**EXERCISE DETAILS**
Set out the records again, keeping every word as it is.

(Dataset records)
== Segment start ==

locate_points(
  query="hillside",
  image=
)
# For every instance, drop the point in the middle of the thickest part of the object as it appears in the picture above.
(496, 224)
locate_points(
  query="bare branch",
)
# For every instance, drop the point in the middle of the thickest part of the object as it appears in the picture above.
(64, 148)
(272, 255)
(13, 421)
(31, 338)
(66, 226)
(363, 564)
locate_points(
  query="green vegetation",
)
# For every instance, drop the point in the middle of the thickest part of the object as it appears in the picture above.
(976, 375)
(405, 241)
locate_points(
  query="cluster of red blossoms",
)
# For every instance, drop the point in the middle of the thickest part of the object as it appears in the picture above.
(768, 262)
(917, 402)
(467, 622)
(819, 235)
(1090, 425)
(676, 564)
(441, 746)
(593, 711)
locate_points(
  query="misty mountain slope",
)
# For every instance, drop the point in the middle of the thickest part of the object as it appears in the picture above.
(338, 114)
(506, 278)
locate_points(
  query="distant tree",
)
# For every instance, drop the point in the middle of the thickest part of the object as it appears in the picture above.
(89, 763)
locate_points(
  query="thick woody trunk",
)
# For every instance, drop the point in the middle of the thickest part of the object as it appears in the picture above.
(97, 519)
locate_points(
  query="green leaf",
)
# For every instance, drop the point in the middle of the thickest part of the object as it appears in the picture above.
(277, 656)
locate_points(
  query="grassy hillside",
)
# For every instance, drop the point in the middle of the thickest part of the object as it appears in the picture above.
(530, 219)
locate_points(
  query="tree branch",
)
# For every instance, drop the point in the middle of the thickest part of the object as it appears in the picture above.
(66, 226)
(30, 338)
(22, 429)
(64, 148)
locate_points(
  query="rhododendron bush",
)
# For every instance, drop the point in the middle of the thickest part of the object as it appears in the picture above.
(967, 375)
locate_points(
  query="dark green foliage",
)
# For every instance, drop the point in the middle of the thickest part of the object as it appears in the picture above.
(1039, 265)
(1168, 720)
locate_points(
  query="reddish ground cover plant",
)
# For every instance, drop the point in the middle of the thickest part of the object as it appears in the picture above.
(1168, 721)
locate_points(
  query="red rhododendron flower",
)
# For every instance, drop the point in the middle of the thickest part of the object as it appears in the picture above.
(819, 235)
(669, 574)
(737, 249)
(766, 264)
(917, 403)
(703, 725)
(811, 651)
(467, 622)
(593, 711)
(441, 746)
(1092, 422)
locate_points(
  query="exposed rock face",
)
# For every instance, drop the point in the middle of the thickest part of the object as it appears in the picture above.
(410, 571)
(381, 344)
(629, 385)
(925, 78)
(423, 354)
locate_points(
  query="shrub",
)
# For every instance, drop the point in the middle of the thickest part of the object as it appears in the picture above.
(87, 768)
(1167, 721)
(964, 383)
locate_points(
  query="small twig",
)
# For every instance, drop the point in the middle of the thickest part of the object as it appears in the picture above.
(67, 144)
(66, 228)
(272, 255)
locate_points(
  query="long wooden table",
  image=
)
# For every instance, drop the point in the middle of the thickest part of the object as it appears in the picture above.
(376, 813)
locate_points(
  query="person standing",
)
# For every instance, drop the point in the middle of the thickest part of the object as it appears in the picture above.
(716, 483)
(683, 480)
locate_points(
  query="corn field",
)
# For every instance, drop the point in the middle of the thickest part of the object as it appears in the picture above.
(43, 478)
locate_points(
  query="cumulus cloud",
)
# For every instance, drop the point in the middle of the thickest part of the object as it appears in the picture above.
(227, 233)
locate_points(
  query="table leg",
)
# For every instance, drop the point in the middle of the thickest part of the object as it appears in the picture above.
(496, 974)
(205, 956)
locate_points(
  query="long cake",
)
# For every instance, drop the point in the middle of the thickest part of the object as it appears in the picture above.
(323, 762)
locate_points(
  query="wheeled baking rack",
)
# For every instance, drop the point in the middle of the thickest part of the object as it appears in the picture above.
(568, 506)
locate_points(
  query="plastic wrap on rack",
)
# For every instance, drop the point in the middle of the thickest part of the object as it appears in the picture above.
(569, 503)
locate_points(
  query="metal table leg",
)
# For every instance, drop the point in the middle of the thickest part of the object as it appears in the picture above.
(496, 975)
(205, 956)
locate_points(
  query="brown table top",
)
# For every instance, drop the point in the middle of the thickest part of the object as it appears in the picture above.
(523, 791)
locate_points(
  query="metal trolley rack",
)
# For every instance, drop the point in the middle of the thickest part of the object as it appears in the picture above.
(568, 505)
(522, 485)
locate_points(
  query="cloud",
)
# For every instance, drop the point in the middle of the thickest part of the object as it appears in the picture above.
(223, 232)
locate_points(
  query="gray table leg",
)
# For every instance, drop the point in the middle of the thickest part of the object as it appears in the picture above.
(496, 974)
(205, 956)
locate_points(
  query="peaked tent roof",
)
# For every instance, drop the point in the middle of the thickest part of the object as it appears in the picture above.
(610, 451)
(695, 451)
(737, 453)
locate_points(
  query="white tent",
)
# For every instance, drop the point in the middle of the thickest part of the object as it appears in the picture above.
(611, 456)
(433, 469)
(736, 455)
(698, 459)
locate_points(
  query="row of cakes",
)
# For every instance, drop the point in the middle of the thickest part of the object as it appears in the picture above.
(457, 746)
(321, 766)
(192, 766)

== Segment end ==

**ANSWER**
locate_points(
  query="hillside",
  image=
)
# For every instance, drop the point in the middle of the thickest part of the object as it appears in the picture above.
(496, 224)
locate_points(
  query="bare branch",
)
# For every instance, drop the point in the middle of the thickest part of the object as it appears in the picture above.
(64, 148)
(272, 255)
(13, 421)
(31, 338)
(66, 226)
(363, 564)
locate_points(
  query="green vegetation",
)
# For every instance, drop the point in the middle of the thickest part of the object as it appears in the picture above.
(976, 375)
(405, 241)
locate_points(
  query="cluster of red blossoms",
)
# For every instance, drop the point in the middle of the thickest part of the object as it appears in the picture above.
(768, 262)
(917, 402)
(467, 622)
(819, 235)
(1090, 425)
(676, 564)
(441, 746)
(593, 711)
locate_points(
  query="misty mountain slope",
)
# For every instance, drop the point in the middle of the thickest part of the object as it appears in the picture above.
(338, 114)
(506, 278)
locate_points(
  query="distant tree",
)
# For every instance, drop the point in the middle of the thickest part of the object as it appears in the picture above.
(89, 763)
locate_points(
  query="thick woody trunk",
)
# For every instance, drop the point in the middle of the thickest part of the object as it appears in the picture above.
(97, 519)
locate_points(
  query="green leaf",
)
# For every instance, drop the point in the middle of the thickest part of the object as it appears in the picture above.
(277, 656)
locate_points(
  query="grassy hillside",
)
# For every instance, drop the point in the middle of the thickest part of the object as it appears in the picture above.
(530, 219)
locate_points(
  query="tree branch",
)
# For every instance, drop the point in the middle of the thickest part of the object as it appears in the picture above.
(66, 226)
(30, 338)
(22, 429)
(64, 148)
locate_points(
  query="rhododendron bush",
)
# For every instance, drop the point in the middle of the thickest part of the object as it appears in the picture above.
(967, 375)
locate_points(
  query="dark green foliage",
)
# For every instance, drop the point in the middle of the thickest part of the object as it appears in the picture above.
(1039, 265)
(1168, 720)
locate_points(
  query="reddish ground cover plant",
)
# For every instance, drop the point in the middle of the thickest part of the object as it appears in the picture above.
(1168, 721)
locate_points(
  query="red rhododendron flower",
)
# For every instance, drop the point in the middle of the thickest part of the object as it appears in the picture above.
(819, 235)
(669, 574)
(737, 249)
(766, 264)
(917, 403)
(703, 725)
(811, 651)
(467, 622)
(593, 711)
(441, 746)
(1092, 422)
locate_points(
  query="exposed rock face",
)
# For every instance, drop the point in the middle of the thickest part of the object as it appears in the picture above.
(410, 571)
(381, 344)
(629, 385)
(925, 78)
(423, 354)
locate_points(
  query="shrub",
)
# For every instance, drop the point in the middle of the thickest part of the object as it appears in the picture above.
(87, 768)
(1167, 721)
(964, 383)
locate_points(
  query="small twig",
)
# For every instance, drop the point in the middle of the thickest part of the object as it appears in the picture above.
(67, 144)
(66, 228)
(272, 255)
locate_points(
  query="long wooden table",
  image=
)
# For every instance, drop the point in the middle of the thickest part of the object as it appears in the picture above.
(376, 813)
locate_points(
  query="person standing",
)
# For every instance, drop the point in the middle of the thickest part of the object as it appears in the picture above.
(716, 483)
(683, 480)
locate_points(
  query="corn field",
)
# For every instance, drop the point in the middle of the thickest part of the object as it appears in the picture above.
(43, 478)
locate_points(
  query="cumulus cloud",
)
# For every instance, drop the point in the middle of the thickest part of the object as it appears in the picture above.
(227, 233)
locate_points(
  query="table leg",
)
# For every instance, drop the point in the middle of the thickest part of the object as it appears in the picture above.
(496, 974)
(205, 956)
locate_points(
  query="long cake",
)
# For every instance, drop the point in the middle of the thickest part of the object as it appears in the picture above.
(323, 762)
locate_points(
  query="wheeled baking rack",
)
# For every instance, drop the point in the middle of the thickest part of the object as it appears in the picture above.
(568, 506)
locate_points(
  query="plastic wrap on rack",
)
# For every instance, drop the point in the middle of the thickest part of the object as it appears in the picture above.
(569, 503)
locate_points(
  query="metal table leg",
)
# For every instance, drop the point in the middle of the thickest part of the object as it appears in the picture above.
(496, 975)
(205, 956)
locate_points(
  query="brown table top",
)
# For every instance, drop the point in the middle of the thickest part of the object as it appears in the picture above.
(523, 791)
locate_points(
  query="metal trolley rack",
)
# For every instance, drop the point in the middle of the thickest part of the object as it appears in the picture above.
(568, 505)
(522, 485)
locate_points(
  query="cloud",
)
# For every instance, drop the point in the middle of the thickest part of the object as it appears in the picture above.
(223, 232)
locate_points(
  query="gray table leg",
)
# For every instance, drop the point in the middle of the thickest part of the object as it appears in the picture above.
(496, 974)
(205, 956)
locate_points(
  query="peaked tent roof",
)
# For every instance, drop the point in the middle of the thickest part of the object as it appears in the picture above.
(610, 451)
(695, 451)
(737, 453)
locate_points(
  query="white tent",
)
# For every instance, drop the point in the middle of the thickest part of the object as it appears in the picture above.
(611, 456)
(433, 469)
(736, 455)
(698, 459)
locate_points(
  query="row of cakes",
)
# For every instance, drop the point in the middle of the thickest part of the object as it appears in the picture above.
(457, 746)
(321, 766)
(192, 766)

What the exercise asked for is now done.